Nothing but the line containing "Locate each instance of the sky" and the lines that follow it to the end of the material below should appear in the answer, each copied exactly.

======== Data supplied

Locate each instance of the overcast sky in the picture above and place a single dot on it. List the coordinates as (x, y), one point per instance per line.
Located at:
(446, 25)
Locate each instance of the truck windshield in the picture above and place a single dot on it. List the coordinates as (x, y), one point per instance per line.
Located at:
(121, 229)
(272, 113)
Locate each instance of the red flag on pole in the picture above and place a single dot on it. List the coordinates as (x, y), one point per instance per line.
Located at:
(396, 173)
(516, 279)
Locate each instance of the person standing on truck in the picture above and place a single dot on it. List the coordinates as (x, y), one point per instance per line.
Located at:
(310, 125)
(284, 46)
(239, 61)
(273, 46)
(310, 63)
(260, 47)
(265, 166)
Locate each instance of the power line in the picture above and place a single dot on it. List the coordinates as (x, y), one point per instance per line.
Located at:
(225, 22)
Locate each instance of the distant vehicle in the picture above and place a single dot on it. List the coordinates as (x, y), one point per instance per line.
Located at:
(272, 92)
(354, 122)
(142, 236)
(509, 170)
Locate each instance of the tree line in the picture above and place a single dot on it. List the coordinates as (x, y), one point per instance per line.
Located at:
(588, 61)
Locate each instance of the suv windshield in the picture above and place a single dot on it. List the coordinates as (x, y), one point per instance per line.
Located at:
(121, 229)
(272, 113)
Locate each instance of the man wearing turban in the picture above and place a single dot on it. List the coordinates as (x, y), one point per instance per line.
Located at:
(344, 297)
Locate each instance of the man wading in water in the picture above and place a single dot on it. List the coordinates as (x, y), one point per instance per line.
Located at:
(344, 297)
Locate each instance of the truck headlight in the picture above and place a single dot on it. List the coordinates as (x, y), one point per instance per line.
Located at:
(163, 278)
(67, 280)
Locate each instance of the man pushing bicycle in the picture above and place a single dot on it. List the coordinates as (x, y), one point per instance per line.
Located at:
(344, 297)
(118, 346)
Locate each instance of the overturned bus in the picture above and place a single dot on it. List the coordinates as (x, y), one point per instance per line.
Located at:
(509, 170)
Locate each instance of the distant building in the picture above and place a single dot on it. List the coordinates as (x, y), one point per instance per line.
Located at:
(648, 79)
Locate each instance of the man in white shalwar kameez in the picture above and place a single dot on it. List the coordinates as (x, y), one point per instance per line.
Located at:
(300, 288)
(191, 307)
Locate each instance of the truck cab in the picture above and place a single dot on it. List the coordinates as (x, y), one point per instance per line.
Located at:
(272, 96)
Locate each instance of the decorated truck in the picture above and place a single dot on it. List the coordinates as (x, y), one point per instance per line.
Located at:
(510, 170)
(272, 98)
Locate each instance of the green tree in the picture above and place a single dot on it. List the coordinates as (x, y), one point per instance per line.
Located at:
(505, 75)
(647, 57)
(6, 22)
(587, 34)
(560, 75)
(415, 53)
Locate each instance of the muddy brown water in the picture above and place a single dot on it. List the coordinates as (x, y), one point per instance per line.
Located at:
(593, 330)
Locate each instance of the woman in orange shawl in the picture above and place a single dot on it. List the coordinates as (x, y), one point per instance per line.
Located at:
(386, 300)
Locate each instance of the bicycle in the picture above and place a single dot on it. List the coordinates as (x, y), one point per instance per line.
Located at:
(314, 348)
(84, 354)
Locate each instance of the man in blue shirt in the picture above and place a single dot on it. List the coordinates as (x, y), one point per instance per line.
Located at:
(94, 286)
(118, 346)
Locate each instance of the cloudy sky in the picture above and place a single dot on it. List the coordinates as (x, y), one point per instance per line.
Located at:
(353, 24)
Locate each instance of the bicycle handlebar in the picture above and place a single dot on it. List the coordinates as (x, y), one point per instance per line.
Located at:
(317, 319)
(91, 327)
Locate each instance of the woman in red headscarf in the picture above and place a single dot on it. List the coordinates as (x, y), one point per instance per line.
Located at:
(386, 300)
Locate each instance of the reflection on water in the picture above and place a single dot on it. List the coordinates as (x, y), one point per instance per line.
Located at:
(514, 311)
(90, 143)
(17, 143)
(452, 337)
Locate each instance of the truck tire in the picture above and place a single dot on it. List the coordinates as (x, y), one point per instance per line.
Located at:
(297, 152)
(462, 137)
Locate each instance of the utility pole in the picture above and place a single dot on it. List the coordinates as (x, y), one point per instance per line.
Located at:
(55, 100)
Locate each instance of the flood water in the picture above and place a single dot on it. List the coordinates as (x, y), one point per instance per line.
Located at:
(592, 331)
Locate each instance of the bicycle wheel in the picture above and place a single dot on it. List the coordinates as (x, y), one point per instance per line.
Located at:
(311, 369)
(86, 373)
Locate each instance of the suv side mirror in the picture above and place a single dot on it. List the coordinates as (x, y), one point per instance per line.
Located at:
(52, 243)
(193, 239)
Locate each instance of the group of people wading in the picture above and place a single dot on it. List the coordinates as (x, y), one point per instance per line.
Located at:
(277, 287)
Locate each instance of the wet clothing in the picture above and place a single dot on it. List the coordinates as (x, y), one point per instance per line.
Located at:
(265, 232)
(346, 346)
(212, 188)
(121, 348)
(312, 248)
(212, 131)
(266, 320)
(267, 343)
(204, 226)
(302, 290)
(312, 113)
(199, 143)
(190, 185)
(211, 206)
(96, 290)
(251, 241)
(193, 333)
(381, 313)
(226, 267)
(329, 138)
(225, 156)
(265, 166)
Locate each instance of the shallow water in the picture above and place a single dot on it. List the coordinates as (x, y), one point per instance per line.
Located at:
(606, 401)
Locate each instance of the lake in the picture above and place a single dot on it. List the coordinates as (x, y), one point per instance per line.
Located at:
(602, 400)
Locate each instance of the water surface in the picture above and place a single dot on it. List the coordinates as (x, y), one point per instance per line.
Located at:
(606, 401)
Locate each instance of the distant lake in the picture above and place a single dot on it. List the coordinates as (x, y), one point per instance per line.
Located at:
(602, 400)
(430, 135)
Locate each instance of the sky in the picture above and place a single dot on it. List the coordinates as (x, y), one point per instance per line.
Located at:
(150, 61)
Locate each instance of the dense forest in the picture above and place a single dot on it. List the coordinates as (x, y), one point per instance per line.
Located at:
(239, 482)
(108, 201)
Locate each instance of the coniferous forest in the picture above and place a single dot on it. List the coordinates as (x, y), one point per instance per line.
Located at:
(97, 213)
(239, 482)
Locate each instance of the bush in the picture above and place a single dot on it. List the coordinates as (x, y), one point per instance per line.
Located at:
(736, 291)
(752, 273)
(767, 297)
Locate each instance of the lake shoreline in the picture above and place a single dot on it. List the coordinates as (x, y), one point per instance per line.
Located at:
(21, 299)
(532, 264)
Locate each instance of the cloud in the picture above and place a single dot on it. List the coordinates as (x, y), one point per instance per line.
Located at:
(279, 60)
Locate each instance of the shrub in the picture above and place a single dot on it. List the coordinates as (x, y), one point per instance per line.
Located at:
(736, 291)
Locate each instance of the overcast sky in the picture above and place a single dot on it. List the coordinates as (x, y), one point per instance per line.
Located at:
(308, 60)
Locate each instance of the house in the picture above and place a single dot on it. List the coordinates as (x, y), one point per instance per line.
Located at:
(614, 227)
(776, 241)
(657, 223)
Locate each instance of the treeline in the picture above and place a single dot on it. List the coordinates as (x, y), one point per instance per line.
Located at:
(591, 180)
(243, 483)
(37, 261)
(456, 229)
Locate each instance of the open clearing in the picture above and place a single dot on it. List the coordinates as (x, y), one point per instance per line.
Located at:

================

Answer below>
Locate each instance of the sky in the picture above and place a single dot on it. List the coordinates as (x, y), one point per instance per line.
Located at:
(150, 61)
Locate each instance of the dense forest in the picture above and place a single dot on it. List the coordinates as (x, y), one point per instance per line.
Located at:
(239, 482)
(108, 201)
Locate each instance of the coniferous forest in the picture above and place a single dot on it. List the coordinates as (x, y), one point per instance per line.
Located at:
(97, 213)
(239, 482)
Locate each instance of the bush in the picture above and place a single dot on it. List the coordinates as (x, y), one point per instance per line.
Located at:
(736, 291)
(752, 273)
(767, 297)
Locate each instance of the lake shoreline in the picture above and place a single dot on it. List the coordinates as (x, y), one point per instance per line.
Located at:
(21, 299)
(532, 264)
Locate each instance of the cloud in the picture above and place a single dot on it. List the coordinates as (x, y), one point per instance per line.
Located at:
(279, 60)
Locate each instance of the shrub in the picture above and place a single dot on it. List the coordinates as (x, y), one point per instance per line.
Located at:
(736, 291)
Locate each instance of the overcast sky in the picture above and place a single dot on it. List the coordinates as (x, y), one point per instance per line.
Located at:
(308, 60)
Locate each instance of the house in the picture above and place a single dot on it. List the coordinates as (x, y), one point per instance per line.
Located at:
(614, 227)
(776, 241)
(657, 223)
Locate each instance of the treeline in the picture above and place a single dot on it. List the coordinates as (x, y), one point per instance per line.
Located at:
(591, 180)
(243, 483)
(37, 261)
(456, 229)
Locate each instance of the open clearing in the picture above and place a single dot on it. List the coordinates as (x, y), one point per instance per line.
Located at:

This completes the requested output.